Extracted data:
§

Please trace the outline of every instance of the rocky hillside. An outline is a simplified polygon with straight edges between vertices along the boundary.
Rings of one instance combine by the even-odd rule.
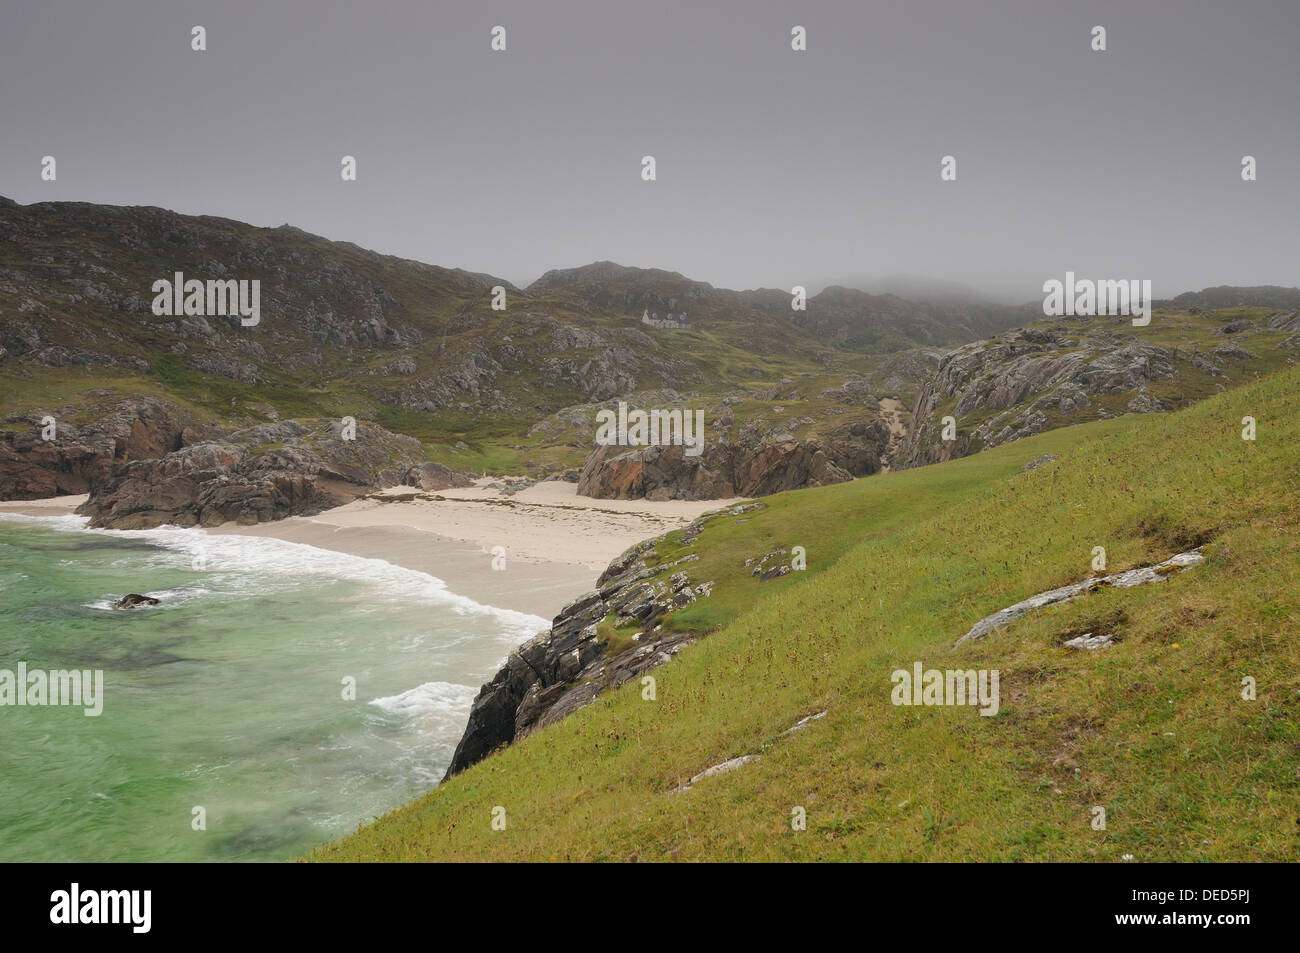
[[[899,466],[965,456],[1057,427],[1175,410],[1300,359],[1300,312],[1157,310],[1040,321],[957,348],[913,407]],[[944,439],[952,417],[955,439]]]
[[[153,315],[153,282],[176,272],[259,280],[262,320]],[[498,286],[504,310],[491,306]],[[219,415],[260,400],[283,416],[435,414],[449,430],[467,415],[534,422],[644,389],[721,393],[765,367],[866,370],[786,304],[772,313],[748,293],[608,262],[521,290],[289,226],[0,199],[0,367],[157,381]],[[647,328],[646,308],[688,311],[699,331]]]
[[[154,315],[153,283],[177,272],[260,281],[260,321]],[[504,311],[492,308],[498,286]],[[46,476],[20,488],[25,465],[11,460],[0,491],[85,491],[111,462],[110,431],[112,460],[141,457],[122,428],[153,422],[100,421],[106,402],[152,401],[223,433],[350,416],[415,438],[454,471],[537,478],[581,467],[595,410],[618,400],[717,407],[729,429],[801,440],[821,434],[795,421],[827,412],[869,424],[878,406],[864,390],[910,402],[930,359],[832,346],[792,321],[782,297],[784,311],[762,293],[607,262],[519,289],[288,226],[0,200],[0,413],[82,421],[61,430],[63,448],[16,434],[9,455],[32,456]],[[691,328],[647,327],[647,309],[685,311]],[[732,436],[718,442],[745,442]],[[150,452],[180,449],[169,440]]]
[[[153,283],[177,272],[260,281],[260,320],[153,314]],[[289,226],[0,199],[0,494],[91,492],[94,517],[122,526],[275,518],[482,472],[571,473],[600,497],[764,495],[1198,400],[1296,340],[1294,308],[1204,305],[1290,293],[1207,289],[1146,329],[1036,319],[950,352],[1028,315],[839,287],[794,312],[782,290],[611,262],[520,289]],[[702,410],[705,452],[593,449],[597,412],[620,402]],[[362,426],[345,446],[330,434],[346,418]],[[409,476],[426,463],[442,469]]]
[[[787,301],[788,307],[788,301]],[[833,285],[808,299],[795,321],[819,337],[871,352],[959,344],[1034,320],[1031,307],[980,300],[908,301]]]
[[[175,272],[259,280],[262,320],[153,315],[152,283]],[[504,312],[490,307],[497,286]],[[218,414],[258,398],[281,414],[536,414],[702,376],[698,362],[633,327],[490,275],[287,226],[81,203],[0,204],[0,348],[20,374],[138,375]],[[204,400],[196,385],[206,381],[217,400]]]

§

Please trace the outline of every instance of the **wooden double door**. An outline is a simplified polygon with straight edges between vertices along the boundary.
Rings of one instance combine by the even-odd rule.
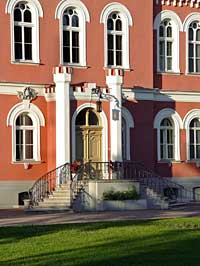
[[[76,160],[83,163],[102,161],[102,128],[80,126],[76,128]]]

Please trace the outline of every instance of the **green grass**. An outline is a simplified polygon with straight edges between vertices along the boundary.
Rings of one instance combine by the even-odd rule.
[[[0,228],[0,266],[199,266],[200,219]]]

§

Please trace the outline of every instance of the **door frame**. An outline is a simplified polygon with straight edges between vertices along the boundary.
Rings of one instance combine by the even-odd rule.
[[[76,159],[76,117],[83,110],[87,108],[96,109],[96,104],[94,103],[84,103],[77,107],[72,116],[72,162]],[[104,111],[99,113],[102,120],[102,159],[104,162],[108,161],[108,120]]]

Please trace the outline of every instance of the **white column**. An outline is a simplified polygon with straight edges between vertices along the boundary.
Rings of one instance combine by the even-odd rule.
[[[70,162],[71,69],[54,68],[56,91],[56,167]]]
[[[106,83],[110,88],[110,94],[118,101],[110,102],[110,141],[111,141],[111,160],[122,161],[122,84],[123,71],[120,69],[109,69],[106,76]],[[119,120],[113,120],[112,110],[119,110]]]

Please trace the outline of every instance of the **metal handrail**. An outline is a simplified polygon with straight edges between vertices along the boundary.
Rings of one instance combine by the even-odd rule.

§

The expected result is a copy of each line in the records where "door" appears.

Response box:
Please trace the outline of every instance of the **wooden double door**. An outline is a simplified polygon with straight edges between vertices along the boundary.
Please trace the outline of every instance of the **door frame**. An outline is a simplified polygon with straight edges between vertices along the boundary.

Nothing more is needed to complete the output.